* **EXERCISE PROMPT**: Transcribe the records in full, keeping every character as it is.
[START OF RECORDS FOR PROCESSING]
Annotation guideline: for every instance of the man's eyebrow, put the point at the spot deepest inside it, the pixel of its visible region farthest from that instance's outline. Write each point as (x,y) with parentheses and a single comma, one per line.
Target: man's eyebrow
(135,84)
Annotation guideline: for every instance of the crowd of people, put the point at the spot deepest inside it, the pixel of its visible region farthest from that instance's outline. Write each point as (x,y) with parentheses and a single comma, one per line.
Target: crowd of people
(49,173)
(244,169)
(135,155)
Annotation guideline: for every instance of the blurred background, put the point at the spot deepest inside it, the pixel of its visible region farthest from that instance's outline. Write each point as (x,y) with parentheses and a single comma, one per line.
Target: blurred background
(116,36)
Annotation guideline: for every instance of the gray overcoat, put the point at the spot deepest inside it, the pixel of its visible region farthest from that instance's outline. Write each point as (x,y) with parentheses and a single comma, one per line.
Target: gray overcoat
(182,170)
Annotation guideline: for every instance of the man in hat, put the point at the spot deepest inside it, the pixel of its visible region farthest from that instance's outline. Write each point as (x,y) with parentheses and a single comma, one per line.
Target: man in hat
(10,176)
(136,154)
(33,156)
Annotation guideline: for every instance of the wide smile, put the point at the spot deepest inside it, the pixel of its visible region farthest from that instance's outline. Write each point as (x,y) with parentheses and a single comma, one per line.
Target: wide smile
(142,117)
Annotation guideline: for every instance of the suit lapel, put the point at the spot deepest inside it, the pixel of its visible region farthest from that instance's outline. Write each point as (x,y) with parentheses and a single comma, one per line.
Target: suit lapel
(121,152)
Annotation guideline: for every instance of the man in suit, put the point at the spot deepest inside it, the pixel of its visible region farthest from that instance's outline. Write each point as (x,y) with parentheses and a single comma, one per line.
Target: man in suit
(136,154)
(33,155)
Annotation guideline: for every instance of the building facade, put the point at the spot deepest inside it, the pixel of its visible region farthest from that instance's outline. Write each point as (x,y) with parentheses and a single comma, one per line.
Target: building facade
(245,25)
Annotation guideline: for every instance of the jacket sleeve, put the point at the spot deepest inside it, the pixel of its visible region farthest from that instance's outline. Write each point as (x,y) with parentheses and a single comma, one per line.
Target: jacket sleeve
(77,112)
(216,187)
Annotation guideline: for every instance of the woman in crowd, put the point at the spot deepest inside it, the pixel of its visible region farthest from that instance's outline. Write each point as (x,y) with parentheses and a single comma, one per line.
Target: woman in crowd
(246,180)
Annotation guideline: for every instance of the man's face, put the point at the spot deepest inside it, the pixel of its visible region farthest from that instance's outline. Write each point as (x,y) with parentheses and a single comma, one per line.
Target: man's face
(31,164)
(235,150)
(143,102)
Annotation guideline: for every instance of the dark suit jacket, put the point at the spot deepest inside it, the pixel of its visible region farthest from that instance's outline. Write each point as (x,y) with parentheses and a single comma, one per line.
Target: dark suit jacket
[END OF RECORDS FOR PROCESSING]
* **REPLY**:
Annotation guideline: for every instance of the man's eyebrow, put the point at the spot deepest inside it, the pixel of its visible region farthest from that instance's outline. Write each point as (x,y) with parentheses and a single comma, one per line.
Target: man's eyebrow
(135,84)
Annotation guideline: for every instance of the crowd of people, put the point at the spot deepest inside it, the pixel of its visible region farthest from that instance's outline. Write each point as (x,y) with parentheses and a single comma, one per line.
Target: crowd of people
(49,173)
(244,169)
(135,155)
Annotation guideline: for every instance of the blurred background, put the point at the spot deepest inside it, the pixel of its visible region farthest from that instance's outline. Write each point as (x,y) with parentheses and a single comma, one per line.
Target: blurred background
(116,36)
Annotation guideline: for every instance of the gray overcoat, put the point at the spot deepest inside it, the pixel of its visible region farthest from that instance's outline. Write each point as (x,y) with parentheses and a single comma, one per line.
Target: gray overcoat
(182,170)
Annotation guideline: for every instance of the man in hat, put the point at the spot deepest inside it, the pixel of its visible region farthest from that instance's outline. Write each point as (x,y) with parentheses and a single comma, one per line.
Target: man in hat
(10,176)
(136,154)
(33,156)
Annotation guideline: for every instance of the wide smile, put the point at the spot deepest inside it, the pixel of its visible region farthest from that instance's outline. Write each point as (x,y) with parentheses and a single comma, one per line.
Target: wide smile
(142,117)
Annotation guideline: for every instance of the suit lapel, put the point at the spot deepest inside it, the pixel of its visible region farthest from that instance's outline. Write each point as (x,y) with parentheses and a single comma, one per line.
Target: suit lapel
(121,152)
Annotation guideline: for every instance of the man in suit, put the point at the spot deepest inside it, the pixel of its visible region farthest from that instance's outline. Write each point as (x,y) with parentheses and a single comma, one per line.
Target: man in suit
(136,154)
(33,155)
Annotation guideline: for every instance of the building facade, put the point at the spot deepest inside it, the pixel of its visible region farthest from that instance's outline. Write each point as (x,y) with parentheses and a single comma, one per line.
Target: building facade
(245,25)
Annotation guideline: for every instance of the jacket sleeve, put the point at the spot deepest inside it, the pixel of its visible region farthest from that instance's outline. Write each point as (x,y) with parentheses and a single comma, one per line.
Target: jacket sleeve
(77,112)
(216,187)
Annotation guideline: for every instance of the woman in crowd, put the point at the spot deepest inside it, the pixel of its visible region farthest from that instance's outline. Write each point as (x,y) with parentheses and a single comma, one per line.
Target: woman in crowd
(246,180)
Annotation guideline: for every instance of the man's face, put the point at the spot deepest inside it, the pixel of its visible region farthest from that instance's outline. Write each point as (x,y) with parentheses and a single comma, one per line.
Target: man's face
(31,164)
(235,150)
(143,102)
Annotation guideline: for every instance of the dark suit jacket, put the point at the spot deepest inside it, the pixel of its visible region farthest from that instance's outline. Write each point as (x,y) with parentheses and a single comma, one per line.
Target: dark suit jacket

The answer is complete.